* [PAGE EXTRACT]:
Obviously summer is over in the northern hemisphere, where I live, so I am currently engaged in preparing my garden for winter. This used to be a much less involved task, but now that I’m a year into my horticulture program I know a lot of stuff I didn’t previously. Here’s what I’m doing to get everything ready for winter.
Watering, watering, watering
Colorado is known for some wacky temperature variations, but the last ten years or so have been especially extreme. The same is true all over the US. All over the world. Weather patterns have been unpredictable, to say the least. If only we had gotten some kind of warning about this. Like if 98% of all the scientists in the world predicted this was going to happen.
Anyway, last winter we saw an extreme temperature change in November (it went from 70’s to close to zero farenheight overnight) and it killed a lot of trees and shrubs along the front range. One way to keep plants resilient in extreme weather variations like that is to water them really well going into winter, and continue to water on warm winter days (Colorado gets a lot of those, and we’re only getting more and more each year). So I’m really doubling down on watering my new Serviceberry and black raspberries, hopefully they’ll make it through the winter. My other shrubs and trees can all suck it, I don’t care if they die (but since they are well established, they are less vulnerable). I plan on removing most of the shrubs anyhow.
The lawn needs to be aerated and fertilized before winter rolls in. Or at least fertilized. I have also sprayed some weed killer in parts of our grass. I don’t like to do this, and certainly won’t make it a habit, but some spurge moved in during the really hot and dry months, and there’s too much and it’s too hard to pull. I kept my spraying localized to problem areas and am really trying to minimize it. I don’t like using herbicides and pesticides.
Blowing out the sprinklers
We do this with our little compressor, which I learned in irrigation is not a strong enough compressor to really get the job done properly and puts you at risk of damage to your irrigation system. But we’ll probably keep doing it because we’ve never had a problem and we’re cheap (I also think Jeremy has a problem with hiring someone to do something he feels he can do). So do with that what you will. Your risk of a broken irrigation pipe is probably higher if your irrigation system is made out of PVC as opposed to polyethylene, if that helps you in your decision making over how to blow out your irrigation system.
Now is the time to plant those fall bulbs! Crocus, daffodil, tulips, hyacynth, etc., get them in the ground now. Pay attention to planting depth! This year I’m planting crocus in the lawn. Why? Because by the time you need to mow, they’ll be completely done blooming and you can mow right over them. They’ll be so pretty in early spring though.
Also, now is the time to plant garlic!

* [DATA]:
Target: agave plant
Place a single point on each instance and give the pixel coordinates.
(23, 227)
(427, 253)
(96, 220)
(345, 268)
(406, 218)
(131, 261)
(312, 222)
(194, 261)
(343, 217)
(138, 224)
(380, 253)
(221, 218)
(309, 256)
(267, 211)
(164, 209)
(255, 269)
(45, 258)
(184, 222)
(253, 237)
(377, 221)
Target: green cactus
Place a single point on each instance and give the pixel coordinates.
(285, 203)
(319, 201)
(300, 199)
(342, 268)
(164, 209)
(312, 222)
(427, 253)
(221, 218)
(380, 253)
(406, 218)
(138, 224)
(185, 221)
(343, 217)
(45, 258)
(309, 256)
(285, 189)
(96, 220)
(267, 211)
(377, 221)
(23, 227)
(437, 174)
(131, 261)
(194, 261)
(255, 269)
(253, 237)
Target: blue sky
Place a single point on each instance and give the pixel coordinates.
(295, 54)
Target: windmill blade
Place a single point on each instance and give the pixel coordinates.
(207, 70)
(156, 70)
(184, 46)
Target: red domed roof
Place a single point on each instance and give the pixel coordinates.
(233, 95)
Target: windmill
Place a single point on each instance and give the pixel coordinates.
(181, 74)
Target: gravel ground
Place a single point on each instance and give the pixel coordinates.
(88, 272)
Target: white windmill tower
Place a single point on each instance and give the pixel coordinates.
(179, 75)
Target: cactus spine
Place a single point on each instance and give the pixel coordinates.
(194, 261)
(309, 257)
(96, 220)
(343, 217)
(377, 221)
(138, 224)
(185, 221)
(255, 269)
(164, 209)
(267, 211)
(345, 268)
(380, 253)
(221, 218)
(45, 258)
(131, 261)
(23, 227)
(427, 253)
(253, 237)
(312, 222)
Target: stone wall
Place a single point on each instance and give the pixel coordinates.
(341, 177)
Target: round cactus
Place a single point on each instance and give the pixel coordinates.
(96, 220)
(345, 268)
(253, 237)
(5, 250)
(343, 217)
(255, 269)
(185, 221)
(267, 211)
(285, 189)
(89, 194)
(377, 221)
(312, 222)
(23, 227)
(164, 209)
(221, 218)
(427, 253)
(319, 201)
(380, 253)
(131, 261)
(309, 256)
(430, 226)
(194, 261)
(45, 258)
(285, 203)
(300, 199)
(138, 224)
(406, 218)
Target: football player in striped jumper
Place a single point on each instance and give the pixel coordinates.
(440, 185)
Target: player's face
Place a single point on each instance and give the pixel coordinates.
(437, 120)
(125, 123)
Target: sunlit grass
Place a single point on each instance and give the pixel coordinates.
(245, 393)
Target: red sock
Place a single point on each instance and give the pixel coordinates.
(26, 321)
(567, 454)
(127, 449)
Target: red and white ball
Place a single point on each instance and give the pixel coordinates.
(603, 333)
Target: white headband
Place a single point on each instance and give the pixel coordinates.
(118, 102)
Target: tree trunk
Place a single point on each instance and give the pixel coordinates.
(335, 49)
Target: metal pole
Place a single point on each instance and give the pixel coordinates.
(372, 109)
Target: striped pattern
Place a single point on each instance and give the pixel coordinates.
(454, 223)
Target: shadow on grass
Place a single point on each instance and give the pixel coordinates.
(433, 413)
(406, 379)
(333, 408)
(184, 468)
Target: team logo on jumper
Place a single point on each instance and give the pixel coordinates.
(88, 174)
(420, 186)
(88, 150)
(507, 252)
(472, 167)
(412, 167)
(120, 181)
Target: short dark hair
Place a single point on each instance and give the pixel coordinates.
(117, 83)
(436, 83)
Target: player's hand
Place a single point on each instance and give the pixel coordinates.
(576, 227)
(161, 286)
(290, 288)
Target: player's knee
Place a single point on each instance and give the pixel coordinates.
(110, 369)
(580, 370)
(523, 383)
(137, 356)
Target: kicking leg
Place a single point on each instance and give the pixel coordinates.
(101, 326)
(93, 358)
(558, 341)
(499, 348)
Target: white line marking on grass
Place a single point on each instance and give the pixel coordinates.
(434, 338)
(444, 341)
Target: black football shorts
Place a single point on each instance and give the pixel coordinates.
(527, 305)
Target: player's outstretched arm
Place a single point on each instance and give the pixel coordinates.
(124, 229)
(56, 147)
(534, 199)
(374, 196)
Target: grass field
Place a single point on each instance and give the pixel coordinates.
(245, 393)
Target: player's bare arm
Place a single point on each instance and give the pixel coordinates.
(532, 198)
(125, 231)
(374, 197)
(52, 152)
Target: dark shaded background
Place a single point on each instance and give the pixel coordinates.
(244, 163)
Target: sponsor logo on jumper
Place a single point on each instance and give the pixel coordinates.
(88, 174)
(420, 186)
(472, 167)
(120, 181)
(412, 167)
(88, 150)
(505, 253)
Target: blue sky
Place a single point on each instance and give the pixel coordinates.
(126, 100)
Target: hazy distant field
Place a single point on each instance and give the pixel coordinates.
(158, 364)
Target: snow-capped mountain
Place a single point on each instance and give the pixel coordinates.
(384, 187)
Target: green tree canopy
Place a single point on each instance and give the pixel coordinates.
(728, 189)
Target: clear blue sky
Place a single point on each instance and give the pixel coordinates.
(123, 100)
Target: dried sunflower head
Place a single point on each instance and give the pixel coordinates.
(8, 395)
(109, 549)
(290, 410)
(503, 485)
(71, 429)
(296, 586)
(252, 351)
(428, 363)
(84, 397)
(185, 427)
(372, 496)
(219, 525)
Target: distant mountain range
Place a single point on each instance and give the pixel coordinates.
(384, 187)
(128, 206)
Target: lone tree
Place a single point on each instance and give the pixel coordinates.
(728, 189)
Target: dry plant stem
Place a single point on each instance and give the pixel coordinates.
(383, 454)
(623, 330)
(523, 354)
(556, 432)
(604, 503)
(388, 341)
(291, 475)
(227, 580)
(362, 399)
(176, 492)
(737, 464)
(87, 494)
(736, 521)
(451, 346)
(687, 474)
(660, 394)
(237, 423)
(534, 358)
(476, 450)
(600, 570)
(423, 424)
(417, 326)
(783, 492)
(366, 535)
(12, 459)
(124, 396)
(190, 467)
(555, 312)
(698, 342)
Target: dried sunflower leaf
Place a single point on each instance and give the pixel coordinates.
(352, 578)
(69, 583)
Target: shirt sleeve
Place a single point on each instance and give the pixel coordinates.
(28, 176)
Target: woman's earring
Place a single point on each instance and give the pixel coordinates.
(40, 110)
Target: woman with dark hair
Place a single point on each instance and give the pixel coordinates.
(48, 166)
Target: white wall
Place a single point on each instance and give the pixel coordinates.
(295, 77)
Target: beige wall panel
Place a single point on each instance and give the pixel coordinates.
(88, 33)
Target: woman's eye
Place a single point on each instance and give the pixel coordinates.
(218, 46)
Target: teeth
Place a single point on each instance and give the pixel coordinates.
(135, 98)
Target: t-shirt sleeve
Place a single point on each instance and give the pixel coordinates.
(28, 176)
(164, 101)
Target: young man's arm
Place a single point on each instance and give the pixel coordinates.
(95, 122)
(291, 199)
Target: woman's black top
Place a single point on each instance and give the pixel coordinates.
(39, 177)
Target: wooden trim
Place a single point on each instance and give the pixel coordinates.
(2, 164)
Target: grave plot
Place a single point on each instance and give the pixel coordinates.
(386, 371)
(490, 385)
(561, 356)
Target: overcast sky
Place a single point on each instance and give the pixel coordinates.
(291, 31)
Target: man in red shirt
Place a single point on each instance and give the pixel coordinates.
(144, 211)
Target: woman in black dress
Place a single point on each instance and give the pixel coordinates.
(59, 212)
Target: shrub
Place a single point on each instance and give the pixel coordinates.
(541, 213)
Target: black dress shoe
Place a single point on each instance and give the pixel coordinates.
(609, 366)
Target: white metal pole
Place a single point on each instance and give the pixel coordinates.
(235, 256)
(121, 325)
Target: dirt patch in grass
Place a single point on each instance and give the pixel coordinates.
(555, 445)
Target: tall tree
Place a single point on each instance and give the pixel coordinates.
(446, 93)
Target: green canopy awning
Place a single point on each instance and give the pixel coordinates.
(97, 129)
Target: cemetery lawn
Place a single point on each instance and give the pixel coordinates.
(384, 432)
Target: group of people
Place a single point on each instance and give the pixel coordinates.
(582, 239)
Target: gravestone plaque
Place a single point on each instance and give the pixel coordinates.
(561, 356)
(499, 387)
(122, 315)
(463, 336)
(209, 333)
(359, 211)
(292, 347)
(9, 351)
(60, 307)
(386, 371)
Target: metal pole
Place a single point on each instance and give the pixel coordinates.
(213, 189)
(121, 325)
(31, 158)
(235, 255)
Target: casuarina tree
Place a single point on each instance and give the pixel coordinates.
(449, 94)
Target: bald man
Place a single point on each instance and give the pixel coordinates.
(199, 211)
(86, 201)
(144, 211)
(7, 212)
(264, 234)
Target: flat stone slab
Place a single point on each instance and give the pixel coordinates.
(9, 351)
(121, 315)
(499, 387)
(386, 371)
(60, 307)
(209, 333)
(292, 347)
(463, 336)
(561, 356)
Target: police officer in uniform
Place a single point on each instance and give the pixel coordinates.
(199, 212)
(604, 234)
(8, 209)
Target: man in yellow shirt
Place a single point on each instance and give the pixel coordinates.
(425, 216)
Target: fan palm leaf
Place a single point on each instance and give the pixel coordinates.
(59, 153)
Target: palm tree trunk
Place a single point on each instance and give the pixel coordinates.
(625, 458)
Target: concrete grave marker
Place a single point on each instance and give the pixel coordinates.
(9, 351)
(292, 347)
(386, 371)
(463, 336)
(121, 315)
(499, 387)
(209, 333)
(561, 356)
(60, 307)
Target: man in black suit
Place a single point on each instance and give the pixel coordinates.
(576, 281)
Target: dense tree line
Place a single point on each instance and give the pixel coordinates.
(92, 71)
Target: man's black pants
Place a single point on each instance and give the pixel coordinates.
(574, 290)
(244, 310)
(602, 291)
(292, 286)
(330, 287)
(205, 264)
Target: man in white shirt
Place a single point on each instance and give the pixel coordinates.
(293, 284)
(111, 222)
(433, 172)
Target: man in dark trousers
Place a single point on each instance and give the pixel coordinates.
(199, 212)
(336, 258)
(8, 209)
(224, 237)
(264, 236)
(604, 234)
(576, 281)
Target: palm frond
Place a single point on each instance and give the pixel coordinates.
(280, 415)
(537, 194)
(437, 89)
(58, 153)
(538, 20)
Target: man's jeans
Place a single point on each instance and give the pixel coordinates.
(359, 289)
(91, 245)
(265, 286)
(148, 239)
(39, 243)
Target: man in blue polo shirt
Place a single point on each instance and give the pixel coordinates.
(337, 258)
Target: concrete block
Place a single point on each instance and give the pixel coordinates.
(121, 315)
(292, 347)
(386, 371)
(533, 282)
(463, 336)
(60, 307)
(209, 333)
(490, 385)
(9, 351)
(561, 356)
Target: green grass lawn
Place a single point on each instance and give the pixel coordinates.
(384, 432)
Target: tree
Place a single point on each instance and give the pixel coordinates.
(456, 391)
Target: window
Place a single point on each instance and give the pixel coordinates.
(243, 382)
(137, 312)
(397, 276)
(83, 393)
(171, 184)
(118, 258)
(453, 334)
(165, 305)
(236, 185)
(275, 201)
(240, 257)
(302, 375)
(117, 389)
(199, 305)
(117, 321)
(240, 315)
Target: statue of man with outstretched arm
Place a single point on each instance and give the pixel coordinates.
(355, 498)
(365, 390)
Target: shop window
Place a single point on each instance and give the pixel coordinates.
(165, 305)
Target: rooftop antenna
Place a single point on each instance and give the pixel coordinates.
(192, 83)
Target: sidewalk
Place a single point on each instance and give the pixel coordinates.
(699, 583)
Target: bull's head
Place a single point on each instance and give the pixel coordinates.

* [PARTS OF THE EXERCISE]:
**a.** According to the garden post, why does it make sense to plant crocus in the lawn? Answer in one to three sentences.
**b.** Find every line of the records that contains the word "white", and copy each one. Case counts.
The garden post and the records have nothing to do with each other.

* [EXPECTED ANSWERS]:
**a.** By the time the lawn needs mowing, the crocus will have finished blooming, so you can mow right over them. Before that, they'll look pretty in early spring.

**b.**
Target: white windmill tower
Target: red and white ball
Target: white headband
Target: white line marking on grass
Target: white wall
Target: white metal pole
Target: man in white shirt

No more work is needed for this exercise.